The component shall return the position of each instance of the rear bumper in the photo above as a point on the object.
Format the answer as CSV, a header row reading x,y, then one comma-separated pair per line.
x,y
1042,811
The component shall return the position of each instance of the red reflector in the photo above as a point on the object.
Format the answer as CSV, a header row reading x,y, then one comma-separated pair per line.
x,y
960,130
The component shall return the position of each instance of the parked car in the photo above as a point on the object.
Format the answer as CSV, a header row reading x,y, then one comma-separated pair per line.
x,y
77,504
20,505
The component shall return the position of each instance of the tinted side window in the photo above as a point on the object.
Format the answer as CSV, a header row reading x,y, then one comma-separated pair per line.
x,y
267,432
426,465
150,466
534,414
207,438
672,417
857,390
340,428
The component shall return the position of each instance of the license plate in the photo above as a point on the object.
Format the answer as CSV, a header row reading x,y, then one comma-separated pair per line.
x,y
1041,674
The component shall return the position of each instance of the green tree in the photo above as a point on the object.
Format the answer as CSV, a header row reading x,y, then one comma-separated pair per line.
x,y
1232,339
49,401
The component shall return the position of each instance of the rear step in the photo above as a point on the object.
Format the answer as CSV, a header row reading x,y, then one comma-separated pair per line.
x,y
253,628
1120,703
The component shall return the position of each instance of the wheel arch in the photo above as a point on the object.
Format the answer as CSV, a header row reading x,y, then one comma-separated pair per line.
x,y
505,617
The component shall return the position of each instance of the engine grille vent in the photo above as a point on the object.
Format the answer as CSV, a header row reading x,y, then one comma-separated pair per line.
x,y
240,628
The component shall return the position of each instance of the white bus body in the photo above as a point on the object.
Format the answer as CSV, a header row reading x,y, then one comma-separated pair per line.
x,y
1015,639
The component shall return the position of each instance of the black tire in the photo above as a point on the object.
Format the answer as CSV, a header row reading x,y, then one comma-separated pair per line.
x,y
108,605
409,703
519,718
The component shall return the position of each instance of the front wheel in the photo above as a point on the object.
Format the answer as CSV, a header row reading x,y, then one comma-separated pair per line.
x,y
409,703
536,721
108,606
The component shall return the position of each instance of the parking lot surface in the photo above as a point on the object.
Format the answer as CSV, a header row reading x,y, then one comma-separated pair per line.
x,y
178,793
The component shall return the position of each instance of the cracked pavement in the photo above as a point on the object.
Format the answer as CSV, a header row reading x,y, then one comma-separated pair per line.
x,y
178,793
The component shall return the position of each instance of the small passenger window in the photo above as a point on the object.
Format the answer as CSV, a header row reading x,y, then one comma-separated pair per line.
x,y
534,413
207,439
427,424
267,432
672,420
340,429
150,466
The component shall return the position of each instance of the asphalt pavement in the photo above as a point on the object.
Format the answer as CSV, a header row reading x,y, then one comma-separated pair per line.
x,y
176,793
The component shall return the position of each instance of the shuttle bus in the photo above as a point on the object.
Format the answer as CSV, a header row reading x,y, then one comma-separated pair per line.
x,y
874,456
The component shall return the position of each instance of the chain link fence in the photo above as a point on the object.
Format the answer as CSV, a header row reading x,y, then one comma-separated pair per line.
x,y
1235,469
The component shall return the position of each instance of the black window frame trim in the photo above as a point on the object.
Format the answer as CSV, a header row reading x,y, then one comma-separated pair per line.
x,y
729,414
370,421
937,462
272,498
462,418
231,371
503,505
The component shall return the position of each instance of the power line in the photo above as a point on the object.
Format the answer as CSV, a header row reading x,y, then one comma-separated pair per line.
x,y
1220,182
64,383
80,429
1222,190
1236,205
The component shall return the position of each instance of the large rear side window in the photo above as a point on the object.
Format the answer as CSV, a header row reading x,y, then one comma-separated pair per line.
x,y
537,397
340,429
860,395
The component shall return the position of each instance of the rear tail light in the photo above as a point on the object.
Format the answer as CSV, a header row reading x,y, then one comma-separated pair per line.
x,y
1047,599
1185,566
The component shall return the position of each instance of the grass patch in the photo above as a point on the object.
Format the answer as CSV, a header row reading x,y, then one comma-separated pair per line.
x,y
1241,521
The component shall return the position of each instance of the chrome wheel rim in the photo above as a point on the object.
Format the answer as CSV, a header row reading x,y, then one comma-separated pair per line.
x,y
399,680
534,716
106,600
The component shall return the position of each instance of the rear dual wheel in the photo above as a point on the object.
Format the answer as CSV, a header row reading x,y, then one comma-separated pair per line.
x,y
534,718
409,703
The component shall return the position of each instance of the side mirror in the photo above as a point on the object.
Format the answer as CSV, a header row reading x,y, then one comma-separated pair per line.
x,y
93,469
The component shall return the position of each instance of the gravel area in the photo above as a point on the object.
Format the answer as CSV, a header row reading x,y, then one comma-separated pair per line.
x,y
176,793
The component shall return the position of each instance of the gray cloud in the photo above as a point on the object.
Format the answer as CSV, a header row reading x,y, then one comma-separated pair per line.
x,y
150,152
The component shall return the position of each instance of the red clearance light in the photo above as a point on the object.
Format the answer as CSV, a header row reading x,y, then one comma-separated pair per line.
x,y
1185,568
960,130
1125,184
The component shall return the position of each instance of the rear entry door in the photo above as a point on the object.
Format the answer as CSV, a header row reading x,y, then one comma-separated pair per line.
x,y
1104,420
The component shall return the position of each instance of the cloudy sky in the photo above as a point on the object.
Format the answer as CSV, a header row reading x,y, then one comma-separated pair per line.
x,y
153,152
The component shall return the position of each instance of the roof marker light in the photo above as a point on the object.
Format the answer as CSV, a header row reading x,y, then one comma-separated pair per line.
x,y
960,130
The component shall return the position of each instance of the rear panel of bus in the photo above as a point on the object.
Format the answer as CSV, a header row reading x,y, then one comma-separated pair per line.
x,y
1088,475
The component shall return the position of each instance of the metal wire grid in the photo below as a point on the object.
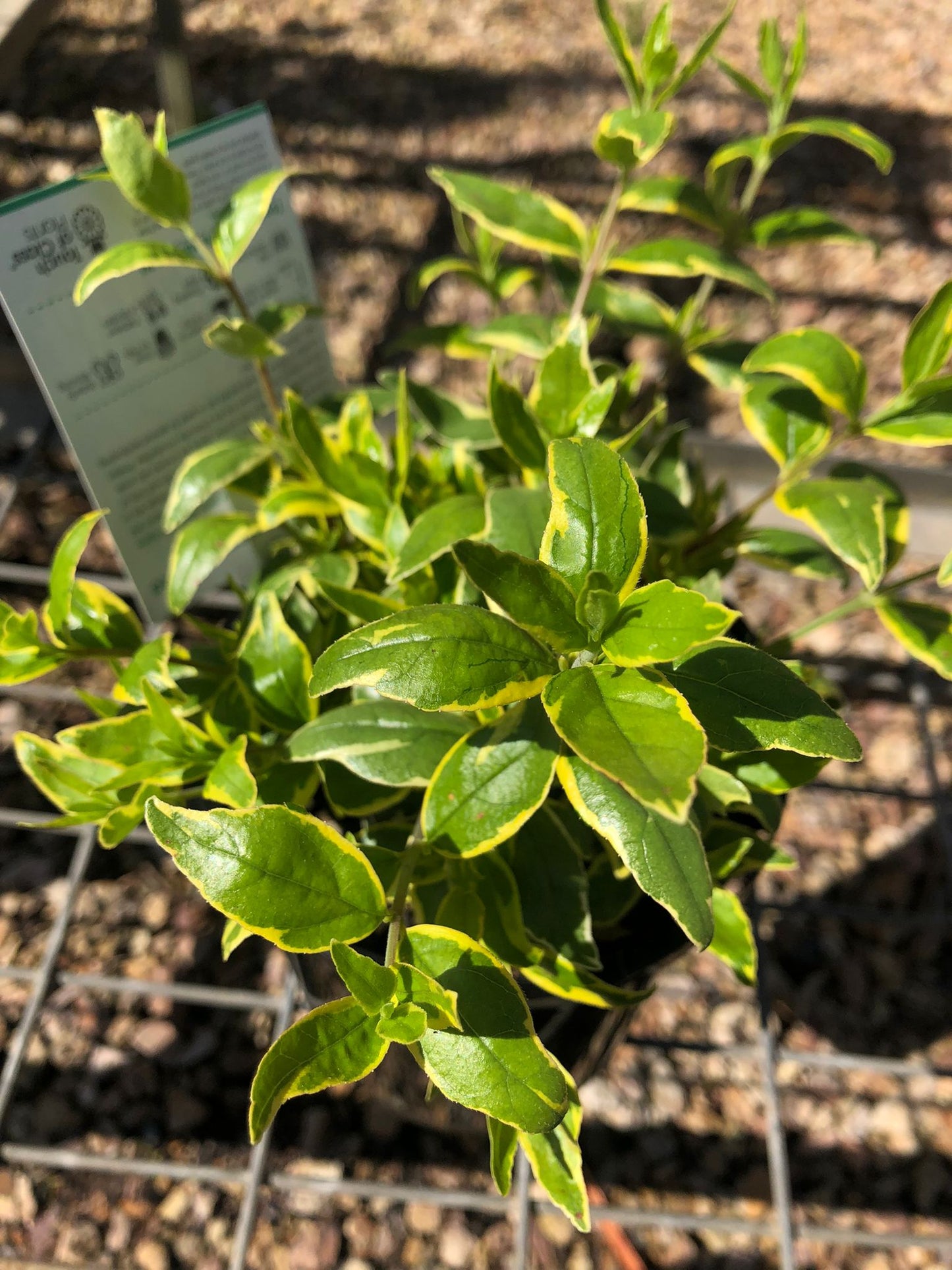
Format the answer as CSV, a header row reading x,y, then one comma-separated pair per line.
x,y
522,1204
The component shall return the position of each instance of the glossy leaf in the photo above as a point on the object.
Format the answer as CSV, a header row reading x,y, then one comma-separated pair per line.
x,y
206,471
435,530
282,874
923,630
516,519
793,553
334,1044
513,423
831,370
663,621
597,520
848,515
126,258
490,782
685,258
671,196
785,418
802,225
231,780
198,549
244,215
748,700
522,216
530,592
631,138
632,727
930,339
387,742
734,937
665,859
142,173
370,983
240,338
275,667
438,657
497,1063
563,382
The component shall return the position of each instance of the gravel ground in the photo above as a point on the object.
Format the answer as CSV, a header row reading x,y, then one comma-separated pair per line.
x,y
364,96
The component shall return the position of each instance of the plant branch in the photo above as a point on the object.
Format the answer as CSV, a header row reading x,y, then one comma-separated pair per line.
x,y
401,887
600,246
225,278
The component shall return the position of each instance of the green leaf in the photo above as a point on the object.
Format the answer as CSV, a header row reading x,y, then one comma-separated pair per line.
x,y
503,1141
553,884
370,983
285,875
930,341
206,471
685,258
848,515
438,657
597,520
128,258
238,225
335,1044
564,380
497,1063
634,727
513,423
630,138
435,530
522,216
490,782
231,937
420,990
198,549
516,519
23,656
833,371
556,1163
401,1023
923,630
663,621
142,173
275,667
734,937
671,196
802,225
240,338
621,50
793,553
748,700
231,780
84,615
920,416
665,859
530,592
785,418
387,742
841,130
452,419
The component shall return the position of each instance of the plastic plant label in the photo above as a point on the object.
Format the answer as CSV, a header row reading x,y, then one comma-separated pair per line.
x,y
127,378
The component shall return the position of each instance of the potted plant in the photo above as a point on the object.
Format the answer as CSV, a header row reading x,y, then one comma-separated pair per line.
x,y
484,715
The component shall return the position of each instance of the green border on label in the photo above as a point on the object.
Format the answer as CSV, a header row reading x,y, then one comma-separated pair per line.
x,y
223,121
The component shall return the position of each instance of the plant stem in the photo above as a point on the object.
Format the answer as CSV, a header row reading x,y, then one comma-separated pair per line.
x,y
401,887
225,278
865,600
600,248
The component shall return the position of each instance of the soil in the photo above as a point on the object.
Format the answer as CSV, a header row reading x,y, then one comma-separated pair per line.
x,y
364,96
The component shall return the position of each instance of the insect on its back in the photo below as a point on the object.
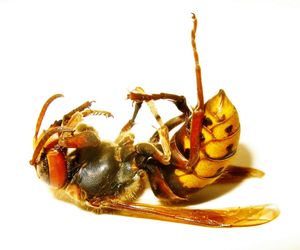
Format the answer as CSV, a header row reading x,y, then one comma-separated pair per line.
x,y
104,176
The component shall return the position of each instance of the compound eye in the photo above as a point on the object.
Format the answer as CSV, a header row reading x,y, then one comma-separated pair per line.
x,y
42,170
57,166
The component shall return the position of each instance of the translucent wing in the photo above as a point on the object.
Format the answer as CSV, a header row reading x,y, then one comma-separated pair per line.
x,y
229,217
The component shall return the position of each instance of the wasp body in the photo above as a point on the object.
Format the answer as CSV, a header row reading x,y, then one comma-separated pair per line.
x,y
109,176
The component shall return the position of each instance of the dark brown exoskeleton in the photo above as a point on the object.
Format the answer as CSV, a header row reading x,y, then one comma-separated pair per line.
x,y
105,176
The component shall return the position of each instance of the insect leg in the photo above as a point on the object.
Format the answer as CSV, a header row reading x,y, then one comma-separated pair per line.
x,y
42,114
179,101
171,124
198,112
150,149
237,174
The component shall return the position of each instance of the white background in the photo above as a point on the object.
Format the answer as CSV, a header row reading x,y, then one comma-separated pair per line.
x,y
90,50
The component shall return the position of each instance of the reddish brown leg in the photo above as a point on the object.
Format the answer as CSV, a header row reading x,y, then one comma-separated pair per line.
x,y
179,101
198,112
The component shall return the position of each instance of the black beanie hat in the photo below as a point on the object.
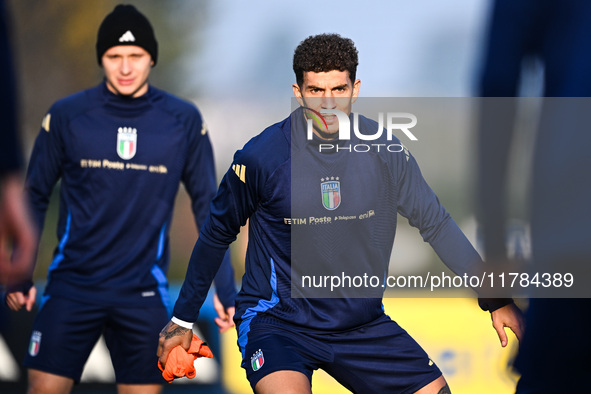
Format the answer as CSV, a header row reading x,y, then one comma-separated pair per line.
x,y
126,26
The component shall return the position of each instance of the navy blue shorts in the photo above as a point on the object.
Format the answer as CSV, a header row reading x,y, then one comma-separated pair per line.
x,y
65,332
379,357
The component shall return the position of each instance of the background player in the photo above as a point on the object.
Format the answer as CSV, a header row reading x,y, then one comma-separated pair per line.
x,y
283,339
121,149
557,36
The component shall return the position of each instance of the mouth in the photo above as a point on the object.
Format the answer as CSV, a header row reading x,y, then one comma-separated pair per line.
x,y
125,82
329,118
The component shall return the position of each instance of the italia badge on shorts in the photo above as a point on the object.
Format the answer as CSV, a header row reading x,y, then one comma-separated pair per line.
x,y
126,142
331,192
257,360
35,343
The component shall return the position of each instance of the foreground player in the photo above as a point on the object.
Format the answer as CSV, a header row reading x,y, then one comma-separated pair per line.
x,y
284,339
121,149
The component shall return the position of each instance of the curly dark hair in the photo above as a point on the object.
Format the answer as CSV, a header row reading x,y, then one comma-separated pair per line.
x,y
323,53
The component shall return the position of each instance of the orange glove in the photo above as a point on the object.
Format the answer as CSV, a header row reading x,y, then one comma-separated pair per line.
x,y
180,361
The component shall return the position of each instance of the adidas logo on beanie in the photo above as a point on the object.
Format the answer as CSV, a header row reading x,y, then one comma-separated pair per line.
x,y
125,25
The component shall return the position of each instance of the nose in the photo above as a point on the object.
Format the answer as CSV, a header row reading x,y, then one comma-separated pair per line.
x,y
328,100
125,66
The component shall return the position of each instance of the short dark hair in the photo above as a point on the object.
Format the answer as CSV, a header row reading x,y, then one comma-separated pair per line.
x,y
324,53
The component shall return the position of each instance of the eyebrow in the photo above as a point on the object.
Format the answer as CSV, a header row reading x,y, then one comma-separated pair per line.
x,y
343,86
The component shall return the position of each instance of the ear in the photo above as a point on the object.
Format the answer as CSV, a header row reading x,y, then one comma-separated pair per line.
x,y
356,86
298,94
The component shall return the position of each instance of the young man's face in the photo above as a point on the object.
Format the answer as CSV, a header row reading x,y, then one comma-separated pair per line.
x,y
127,68
327,90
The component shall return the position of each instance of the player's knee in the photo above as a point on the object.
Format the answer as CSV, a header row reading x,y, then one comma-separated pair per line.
x,y
284,382
46,383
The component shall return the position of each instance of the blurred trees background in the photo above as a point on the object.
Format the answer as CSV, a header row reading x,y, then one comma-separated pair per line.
x,y
54,47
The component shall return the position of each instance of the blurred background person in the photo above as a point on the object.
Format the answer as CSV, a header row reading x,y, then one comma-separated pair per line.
x,y
554,38
17,235
121,149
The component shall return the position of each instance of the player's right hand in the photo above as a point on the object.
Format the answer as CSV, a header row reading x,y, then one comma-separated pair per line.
x,y
172,335
16,300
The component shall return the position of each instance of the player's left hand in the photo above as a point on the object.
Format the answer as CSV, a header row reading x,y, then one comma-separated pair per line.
x,y
508,316
225,319
172,335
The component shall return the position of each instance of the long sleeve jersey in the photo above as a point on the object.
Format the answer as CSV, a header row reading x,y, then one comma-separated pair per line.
x,y
278,182
120,161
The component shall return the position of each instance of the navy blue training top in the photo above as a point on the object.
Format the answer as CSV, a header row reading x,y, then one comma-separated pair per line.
x,y
274,182
120,161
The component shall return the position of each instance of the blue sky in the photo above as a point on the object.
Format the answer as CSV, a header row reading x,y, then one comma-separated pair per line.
x,y
407,48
===============
Every line of the material above that includes the string "pavement" is required.

The component shall return the position of each instance of the cracked pavement in the photo above as a point on the object.
The component shall return the position of each instance of the asphalt pavement in the photo above as a point on the object.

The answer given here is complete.